UPT. Al-Islam & Kemuhammadiyahan Universitas Muhammadiyah Pontianak

MEMBANGUN KARAKTER IKHLAS BERKURBAN

Berita yang beredar akhir-akhir ini banyak pengungsian yang terjadi di daerah selatan bagian dari Indonesia akibat kerusuhan sosial. Sungguh mengenaskan manusia diciptakan bersuku-suku dan berbangsa-bangsa agar mereka dapat saling mengenal dan bekerja sama justru berbaku-bunuh dan baku-bantai. Manusia yang diciptakan sebagai khalifah di muka bumi justru menjadi pembuat onar dan kerusakan. Manusia diciptakan dalam kejadian yang paling baik justru memilih menjadi makhluk yang paling hina, lebih hina dari binatang.

Sebagaimana diketahui bahwa kaum muslimin yang sedang beribadah di tanah suci mengorbankan hartanya dan mempertaruhkan jiwanya melawan dingin yang menusuk tulang di malam hari dan panas yang menyengat kulit di siang hari demi memperoleh ridha Allah. Mereka tanggalkan segala atribut atau embel-embel keduniaan. Kaum muslimin tidak mengenal harta, pangkat, dan kedudukan kala itu. Yang ada dalam benak hanyalah berserah diri kepada Allah agar haji yang sedang ditunaikan diterima oleh Allah.
Keikhlasan demikian hendaknya selalu ada dalam setiap bentuk peribadatan, baik ibadah mahdhah seperti shalat, puasa, dan sebagiannya maupun peribadatan lain seperti bekerja, membantu orang lain, melayani umat, mengajar, menjalankan administrasi, berdagang, dan lain sebagainya. Keikhlasan tersebut juga harus ada dalam berbagai pengorbanan agar lebih dekat kepada Allah swt. Ikhlas dan hanya ikhlas karena karya yang kita hasilkan hanya dipersembahkan kepada Allah, tuhan semesta alam.
Keikhlasan bukan seperti nafsu, yang selalu muncul setiap kali ada mangsa. Nafsu selalu muncul karena memang nafsu itu salah satu unsur dalam sistem kehidupan manusia, yaitu unsur yang berfungsi mempertahankan kelanggengan sistem tubuh dan unsur intrinsik manusia. Sebaliknya, keikhlasan harus selalu dipupuk, dievalusi, diperbaiki, dan dipertahankan.

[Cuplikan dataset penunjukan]
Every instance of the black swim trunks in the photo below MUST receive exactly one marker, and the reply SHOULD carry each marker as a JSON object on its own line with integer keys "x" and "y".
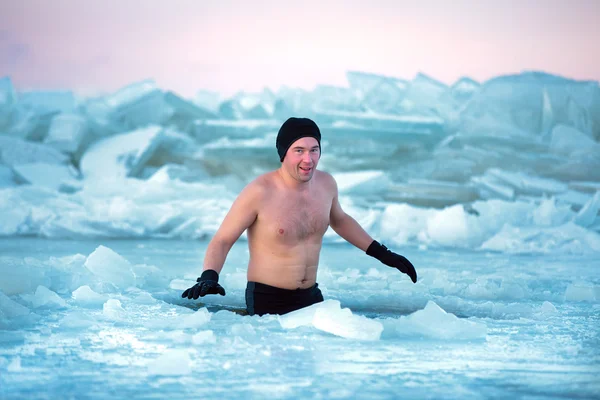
{"x": 264, "y": 299}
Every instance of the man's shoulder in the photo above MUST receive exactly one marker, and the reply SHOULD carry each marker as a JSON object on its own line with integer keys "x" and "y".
{"x": 261, "y": 183}
{"x": 326, "y": 178}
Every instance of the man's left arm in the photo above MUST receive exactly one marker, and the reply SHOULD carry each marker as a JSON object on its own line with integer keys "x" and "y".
{"x": 350, "y": 230}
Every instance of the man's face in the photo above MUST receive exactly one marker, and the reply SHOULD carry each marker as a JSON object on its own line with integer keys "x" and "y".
{"x": 302, "y": 158}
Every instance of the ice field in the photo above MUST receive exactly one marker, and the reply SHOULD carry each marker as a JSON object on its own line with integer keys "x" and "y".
{"x": 491, "y": 189}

TUGAS ANDA
Untuk setiap pernyataan berikut, jawab ya atau tidak sesuai teks tentang keikhlasan berkurban di atas, lalu kutip kata-kata teks yang menentukan jawaban itu. (a) Kaum muslimin yang beribadah di tanah suci menanggalkan atribut keduniaan. (b) Keikhlasan muncul dengan sendirinya setiap kali ada mangsa. (c) Berdagang disebut sebagai salah satu bentuk peribadatan lain.

JAWABAN SOAL
(a) Ya: "Mereka tanggalkan segala atribut atau embel-embel keduniaan."
(b) Tidak: "Keikhlasan bukan seperti nafsu, yang selalu muncul setiap kali ada mangsa."
(c) Ya: "peribadatan lain seperti bekerja, membantu orang lain, melayani umat, mengajar, menjalankan administrasi, berdagang, dan lain sebagainya"